>> Start RECORDS SHOWN

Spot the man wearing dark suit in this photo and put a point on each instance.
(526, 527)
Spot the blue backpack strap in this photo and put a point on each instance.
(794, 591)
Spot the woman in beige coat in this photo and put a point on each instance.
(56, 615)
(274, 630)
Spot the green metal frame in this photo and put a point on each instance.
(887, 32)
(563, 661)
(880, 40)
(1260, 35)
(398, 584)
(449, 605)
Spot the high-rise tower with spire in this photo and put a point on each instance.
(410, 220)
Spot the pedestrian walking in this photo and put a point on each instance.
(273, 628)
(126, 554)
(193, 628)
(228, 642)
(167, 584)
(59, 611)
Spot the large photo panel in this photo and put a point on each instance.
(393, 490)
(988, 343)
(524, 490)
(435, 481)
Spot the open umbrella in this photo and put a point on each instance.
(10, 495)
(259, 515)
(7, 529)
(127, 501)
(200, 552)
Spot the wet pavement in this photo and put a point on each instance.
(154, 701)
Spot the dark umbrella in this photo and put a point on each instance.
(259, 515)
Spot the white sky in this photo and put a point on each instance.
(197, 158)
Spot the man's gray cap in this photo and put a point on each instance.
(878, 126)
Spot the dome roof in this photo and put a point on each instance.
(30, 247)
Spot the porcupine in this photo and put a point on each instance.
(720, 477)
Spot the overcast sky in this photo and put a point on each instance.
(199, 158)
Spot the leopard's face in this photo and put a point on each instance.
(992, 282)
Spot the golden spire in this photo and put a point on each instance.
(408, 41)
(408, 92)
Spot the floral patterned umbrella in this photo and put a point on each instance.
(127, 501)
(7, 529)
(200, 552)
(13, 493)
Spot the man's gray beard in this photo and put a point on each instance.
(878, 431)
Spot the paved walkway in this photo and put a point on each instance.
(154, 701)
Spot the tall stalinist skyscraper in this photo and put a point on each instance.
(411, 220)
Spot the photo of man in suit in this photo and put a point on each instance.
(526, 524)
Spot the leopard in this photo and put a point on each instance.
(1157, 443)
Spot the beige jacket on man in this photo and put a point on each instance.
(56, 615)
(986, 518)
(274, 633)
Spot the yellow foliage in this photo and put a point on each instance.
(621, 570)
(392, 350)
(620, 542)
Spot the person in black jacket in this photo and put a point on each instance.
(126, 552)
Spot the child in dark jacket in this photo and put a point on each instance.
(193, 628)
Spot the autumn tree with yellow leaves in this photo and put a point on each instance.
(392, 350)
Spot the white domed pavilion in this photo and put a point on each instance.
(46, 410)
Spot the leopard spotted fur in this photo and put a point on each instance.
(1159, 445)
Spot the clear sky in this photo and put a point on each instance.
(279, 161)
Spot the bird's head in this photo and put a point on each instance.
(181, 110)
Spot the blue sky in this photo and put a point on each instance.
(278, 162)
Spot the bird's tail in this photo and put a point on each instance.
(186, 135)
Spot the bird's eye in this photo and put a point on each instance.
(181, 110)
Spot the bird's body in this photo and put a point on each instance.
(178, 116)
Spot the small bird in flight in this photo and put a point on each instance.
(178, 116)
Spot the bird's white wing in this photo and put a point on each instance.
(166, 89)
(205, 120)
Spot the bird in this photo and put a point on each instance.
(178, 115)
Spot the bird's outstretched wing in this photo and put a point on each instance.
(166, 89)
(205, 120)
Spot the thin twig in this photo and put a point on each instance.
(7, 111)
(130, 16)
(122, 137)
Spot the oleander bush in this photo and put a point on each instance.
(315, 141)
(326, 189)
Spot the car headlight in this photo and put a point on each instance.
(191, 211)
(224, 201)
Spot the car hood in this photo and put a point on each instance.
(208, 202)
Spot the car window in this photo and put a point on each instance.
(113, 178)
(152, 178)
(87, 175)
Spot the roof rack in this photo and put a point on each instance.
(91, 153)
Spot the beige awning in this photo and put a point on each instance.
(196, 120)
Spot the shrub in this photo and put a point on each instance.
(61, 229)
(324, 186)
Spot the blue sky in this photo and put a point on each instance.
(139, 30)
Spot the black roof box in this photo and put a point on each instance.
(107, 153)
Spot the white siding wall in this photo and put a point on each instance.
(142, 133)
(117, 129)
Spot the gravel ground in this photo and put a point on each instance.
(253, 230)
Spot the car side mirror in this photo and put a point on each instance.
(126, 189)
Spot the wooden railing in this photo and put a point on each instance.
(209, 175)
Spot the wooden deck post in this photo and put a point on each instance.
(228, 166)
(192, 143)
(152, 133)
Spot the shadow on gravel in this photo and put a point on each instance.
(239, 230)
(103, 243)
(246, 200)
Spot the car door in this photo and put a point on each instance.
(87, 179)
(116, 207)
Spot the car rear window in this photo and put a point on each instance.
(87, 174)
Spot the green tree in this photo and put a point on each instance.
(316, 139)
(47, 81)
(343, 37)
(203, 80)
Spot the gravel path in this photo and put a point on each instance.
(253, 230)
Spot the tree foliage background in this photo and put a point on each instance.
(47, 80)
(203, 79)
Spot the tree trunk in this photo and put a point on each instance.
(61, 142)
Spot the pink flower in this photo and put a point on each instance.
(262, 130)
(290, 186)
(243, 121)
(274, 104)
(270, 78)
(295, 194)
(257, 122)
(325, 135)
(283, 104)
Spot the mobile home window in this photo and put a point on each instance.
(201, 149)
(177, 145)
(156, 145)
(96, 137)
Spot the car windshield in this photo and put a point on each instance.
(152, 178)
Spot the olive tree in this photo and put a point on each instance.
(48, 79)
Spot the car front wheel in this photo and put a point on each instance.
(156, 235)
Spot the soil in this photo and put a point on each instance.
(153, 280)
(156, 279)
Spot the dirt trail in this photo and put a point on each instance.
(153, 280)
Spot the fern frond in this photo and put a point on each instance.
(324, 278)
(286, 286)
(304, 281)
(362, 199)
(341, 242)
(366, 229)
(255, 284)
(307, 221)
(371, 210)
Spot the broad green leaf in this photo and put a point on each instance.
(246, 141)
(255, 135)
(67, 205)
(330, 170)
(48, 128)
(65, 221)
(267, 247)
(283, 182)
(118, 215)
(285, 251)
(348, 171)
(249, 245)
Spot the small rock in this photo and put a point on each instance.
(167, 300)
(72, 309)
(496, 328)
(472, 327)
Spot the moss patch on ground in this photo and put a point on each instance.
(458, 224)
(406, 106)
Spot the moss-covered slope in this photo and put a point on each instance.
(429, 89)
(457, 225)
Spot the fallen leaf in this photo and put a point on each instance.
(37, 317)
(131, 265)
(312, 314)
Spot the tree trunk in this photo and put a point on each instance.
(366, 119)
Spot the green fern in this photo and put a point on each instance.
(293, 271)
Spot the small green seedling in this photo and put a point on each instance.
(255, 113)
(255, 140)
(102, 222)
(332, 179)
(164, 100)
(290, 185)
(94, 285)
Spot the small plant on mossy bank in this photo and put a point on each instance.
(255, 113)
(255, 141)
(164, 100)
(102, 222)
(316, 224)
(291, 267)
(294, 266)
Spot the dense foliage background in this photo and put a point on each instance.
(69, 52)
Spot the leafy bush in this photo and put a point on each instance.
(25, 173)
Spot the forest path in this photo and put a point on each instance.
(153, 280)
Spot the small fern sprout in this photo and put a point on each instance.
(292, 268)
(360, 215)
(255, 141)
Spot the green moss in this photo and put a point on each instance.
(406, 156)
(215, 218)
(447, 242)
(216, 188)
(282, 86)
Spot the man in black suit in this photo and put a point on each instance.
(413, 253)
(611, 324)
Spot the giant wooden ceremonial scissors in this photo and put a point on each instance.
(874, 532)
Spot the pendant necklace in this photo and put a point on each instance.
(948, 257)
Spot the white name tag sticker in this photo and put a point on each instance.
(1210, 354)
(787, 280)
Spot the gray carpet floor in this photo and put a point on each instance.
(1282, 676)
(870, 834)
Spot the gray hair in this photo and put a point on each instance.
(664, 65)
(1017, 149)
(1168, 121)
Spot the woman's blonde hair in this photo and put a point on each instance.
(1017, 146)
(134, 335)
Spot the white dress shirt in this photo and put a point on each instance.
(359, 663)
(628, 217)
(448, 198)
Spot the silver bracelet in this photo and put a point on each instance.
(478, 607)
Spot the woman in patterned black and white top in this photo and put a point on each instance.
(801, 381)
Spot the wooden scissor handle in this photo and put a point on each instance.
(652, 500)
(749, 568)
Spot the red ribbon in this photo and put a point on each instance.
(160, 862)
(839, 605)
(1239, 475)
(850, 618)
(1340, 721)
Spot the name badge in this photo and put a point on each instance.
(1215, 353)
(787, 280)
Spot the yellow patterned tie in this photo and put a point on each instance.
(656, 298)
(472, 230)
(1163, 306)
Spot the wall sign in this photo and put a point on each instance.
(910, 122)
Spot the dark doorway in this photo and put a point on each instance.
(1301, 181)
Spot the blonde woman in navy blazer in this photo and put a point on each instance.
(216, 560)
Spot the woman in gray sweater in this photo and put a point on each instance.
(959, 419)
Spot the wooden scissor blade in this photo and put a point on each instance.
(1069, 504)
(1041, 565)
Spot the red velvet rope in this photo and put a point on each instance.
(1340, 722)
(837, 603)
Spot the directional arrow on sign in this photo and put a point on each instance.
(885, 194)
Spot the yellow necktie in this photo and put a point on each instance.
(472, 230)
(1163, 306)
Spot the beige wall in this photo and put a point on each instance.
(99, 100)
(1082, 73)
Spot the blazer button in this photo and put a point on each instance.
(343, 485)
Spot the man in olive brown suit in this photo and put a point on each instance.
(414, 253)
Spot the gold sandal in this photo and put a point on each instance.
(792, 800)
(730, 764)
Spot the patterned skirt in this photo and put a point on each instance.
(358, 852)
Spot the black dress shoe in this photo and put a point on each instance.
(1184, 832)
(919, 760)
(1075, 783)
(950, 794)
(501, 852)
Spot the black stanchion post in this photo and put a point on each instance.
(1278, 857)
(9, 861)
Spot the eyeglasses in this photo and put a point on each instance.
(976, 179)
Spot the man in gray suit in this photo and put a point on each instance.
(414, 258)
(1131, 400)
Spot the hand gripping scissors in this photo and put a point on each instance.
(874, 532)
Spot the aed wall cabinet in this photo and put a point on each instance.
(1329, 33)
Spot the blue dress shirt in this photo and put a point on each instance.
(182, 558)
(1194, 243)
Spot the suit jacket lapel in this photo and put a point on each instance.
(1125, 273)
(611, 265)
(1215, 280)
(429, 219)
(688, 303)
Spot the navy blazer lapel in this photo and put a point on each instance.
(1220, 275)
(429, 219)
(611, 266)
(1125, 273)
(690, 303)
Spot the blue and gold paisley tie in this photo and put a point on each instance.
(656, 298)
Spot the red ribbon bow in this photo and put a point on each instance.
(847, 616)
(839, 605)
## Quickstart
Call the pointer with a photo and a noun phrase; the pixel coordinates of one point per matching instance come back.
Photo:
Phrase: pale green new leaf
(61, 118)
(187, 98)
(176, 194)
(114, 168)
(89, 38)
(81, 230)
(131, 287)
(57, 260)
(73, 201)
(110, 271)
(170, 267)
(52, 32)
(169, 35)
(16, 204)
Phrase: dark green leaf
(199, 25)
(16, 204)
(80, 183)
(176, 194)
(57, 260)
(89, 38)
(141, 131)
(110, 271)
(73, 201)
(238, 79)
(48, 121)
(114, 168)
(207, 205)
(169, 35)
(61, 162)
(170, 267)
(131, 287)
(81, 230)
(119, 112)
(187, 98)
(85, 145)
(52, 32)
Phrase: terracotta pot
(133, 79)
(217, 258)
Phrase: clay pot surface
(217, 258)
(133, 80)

>> End RECORDS SHOWN

REQUIRED TASK: Put every line of the entries into a JSON list of strings, one string per line, beginning with the line containing "Spot the eyeglasses" and going on through the final line of the entries. Leave out any blank lines.

RESULT FOR THIS EXERCISE:
[
  "Spot the eyeglasses in this photo and put a point on each instance.",
  "(976, 179)",
  "Spot the man in gray suit in this photo and put a point on each instance.",
  "(414, 258)",
  "(1131, 400)",
  "Spot the hand gripping scissors in this photo and put a point on each instance.",
  "(874, 532)",
  "Spot the aed wall cabinet in this photo and put a point on each instance.",
  "(1329, 33)",
  "Spot the blue dress shirt in this photo and put a point on each instance.",
  "(182, 558)",
  "(1194, 243)",
  "Spot the suit jacket lapel in this photo and put a point on each instance.",
  "(1125, 273)",
  "(611, 265)",
  "(1215, 280)",
  "(429, 219)",
  "(688, 303)",
  "Spot the navy blazer lapel in this photo and put a point on each instance.",
  "(1220, 275)",
  "(429, 219)",
  "(611, 266)",
  "(1125, 273)",
  "(690, 303)",
  "Spot the blue and gold paisley tie in this photo and put a point on each instance.",
  "(656, 298)",
  "Spot the red ribbon bow in this photo and put a point on each instance.",
  "(847, 616)",
  "(839, 605)",
  "## Quickstart",
  "Call the pointer with a photo and a noun phrase; the pixel coordinates of one point per matching instance come back.",
  "Photo:",
  "Phrase: pale green new leaf",
  "(61, 118)",
  "(187, 98)",
  "(176, 194)",
  "(114, 168)",
  "(89, 38)",
  "(81, 230)",
  "(131, 287)",
  "(57, 260)",
  "(73, 201)",
  "(110, 271)",
  "(170, 267)",
  "(52, 32)",
  "(169, 35)",
  "(16, 204)",
  "Phrase: dark green leaf",
  "(199, 25)",
  "(16, 204)",
  "(80, 183)",
  "(176, 194)",
  "(57, 260)",
  "(89, 38)",
  "(141, 131)",
  "(110, 271)",
  "(73, 201)",
  "(238, 79)",
  "(48, 121)",
  "(114, 168)",
  "(207, 205)",
  "(169, 35)",
  "(61, 162)",
  "(170, 267)",
  "(131, 287)",
  "(81, 230)",
  "(119, 112)",
  "(187, 98)",
  "(85, 145)",
  "(52, 32)",
  "Phrase: terracotta pot",
  "(133, 79)",
  "(217, 258)",
  "Phrase: clay pot surface",
  "(217, 258)",
  "(133, 80)"
]